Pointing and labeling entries
——————————
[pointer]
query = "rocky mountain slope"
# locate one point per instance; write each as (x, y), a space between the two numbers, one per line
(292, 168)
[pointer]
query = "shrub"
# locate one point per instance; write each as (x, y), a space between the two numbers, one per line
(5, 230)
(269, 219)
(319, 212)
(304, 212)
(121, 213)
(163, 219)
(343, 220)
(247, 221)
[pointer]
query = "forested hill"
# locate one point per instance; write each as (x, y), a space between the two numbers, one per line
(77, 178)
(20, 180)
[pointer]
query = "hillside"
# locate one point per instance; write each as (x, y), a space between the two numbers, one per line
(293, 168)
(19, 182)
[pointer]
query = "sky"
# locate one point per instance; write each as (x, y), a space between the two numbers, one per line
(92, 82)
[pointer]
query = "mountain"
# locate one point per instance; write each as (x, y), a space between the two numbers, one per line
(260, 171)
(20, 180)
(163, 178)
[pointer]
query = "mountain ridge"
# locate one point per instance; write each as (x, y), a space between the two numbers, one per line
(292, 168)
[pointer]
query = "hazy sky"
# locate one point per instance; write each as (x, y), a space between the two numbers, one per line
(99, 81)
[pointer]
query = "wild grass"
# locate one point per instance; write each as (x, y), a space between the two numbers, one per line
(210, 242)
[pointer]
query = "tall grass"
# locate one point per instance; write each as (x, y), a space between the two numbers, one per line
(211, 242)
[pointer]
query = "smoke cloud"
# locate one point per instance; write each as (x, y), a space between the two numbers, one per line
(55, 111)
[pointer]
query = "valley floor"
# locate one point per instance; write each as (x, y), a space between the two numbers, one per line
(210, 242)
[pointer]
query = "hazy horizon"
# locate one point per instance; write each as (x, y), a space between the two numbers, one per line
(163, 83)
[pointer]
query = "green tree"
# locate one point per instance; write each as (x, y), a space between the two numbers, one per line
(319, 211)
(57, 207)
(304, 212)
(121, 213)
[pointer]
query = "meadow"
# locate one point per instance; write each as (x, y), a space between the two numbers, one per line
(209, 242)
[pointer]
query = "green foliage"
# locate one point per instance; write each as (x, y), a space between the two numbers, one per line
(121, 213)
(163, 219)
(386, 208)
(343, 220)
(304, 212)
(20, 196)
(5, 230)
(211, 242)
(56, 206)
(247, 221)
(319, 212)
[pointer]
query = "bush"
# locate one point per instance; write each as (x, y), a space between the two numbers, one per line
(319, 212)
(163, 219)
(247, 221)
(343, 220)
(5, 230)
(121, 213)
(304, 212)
——————————
## Task directions:
Reproduce each entry from the records above, character for character.

## Exercise result:
[pointer]
query = "rocky mountain slope"
# locate one point per instance; write each as (x, y), a space between the two numbers, one per line
(292, 168)
[pointer]
query = "shrub"
# locate one point per instance; write each as (x, y), a space between the two numbers, one per line
(5, 230)
(269, 219)
(319, 212)
(304, 212)
(121, 213)
(163, 219)
(343, 220)
(247, 221)
[pointer]
query = "forested hill"
# locate one point per instance; write each as (x, y), a space between the two numbers, one per line
(77, 178)
(20, 180)
[pointer]
query = "hillside"
# locate one point per instance; write each as (x, y), a space between the two numbers, one per line
(293, 168)
(19, 182)
[pointer]
query = "sky"
# locate one point per instance; write each as (x, y), a space between the two numbers, one per line
(92, 82)
[pointer]
query = "mountain"
# locate one point per instance; write each as (x, y), a space between the two numbers, one per line
(260, 171)
(20, 180)
(163, 178)
[pointer]
query = "mountain ridge"
# locate one point per instance; write each as (x, y), a space between the two numbers, one per line
(292, 168)
[pointer]
query = "hazy sky"
# locate one point per instance; write each as (x, y), a space between the two numbers, one per line
(99, 81)
[pointer]
query = "wild grass"
# locate one point per instance; write each as (x, y), a space between the two numbers, one per line
(210, 242)
[pointer]
query = "tall grass"
# locate one point per instance; write each as (x, y), a space between the two numbers, one per line
(211, 242)
[pointer]
query = "smoke cloud"
# locate one point per instance; write each as (x, y), a space between the two numbers, one per line
(55, 111)
[pointer]
query = "valley floor"
# locate one point per instance; write each as (x, y), a space between the two numbers, one per line
(210, 242)
[pointer]
query = "hazy horizon"
# locate one point per instance; write each as (x, y), a space between the two numbers, one per line
(163, 83)
[pointer]
query = "green tree"
# locate one point per instance; write each as (x, y), a space between the two numbers, one per line
(319, 211)
(57, 207)
(304, 212)
(121, 213)
[pointer]
query = "meadow"
# locate one point per instance; write each as (x, y), a space between the two numbers, one per line
(209, 242)
[pointer]
query = "green foliage"
# locate one point per instance; write each as (x, y), a space between the two numbers, one per line
(121, 213)
(163, 219)
(386, 208)
(343, 220)
(304, 212)
(20, 196)
(5, 230)
(211, 242)
(56, 206)
(247, 221)
(319, 212)
[pointer]
query = "bush"
# locate one point per instance; write each as (x, y), a space between the two numbers, one per line
(319, 212)
(163, 219)
(247, 221)
(343, 220)
(5, 230)
(121, 213)
(304, 212)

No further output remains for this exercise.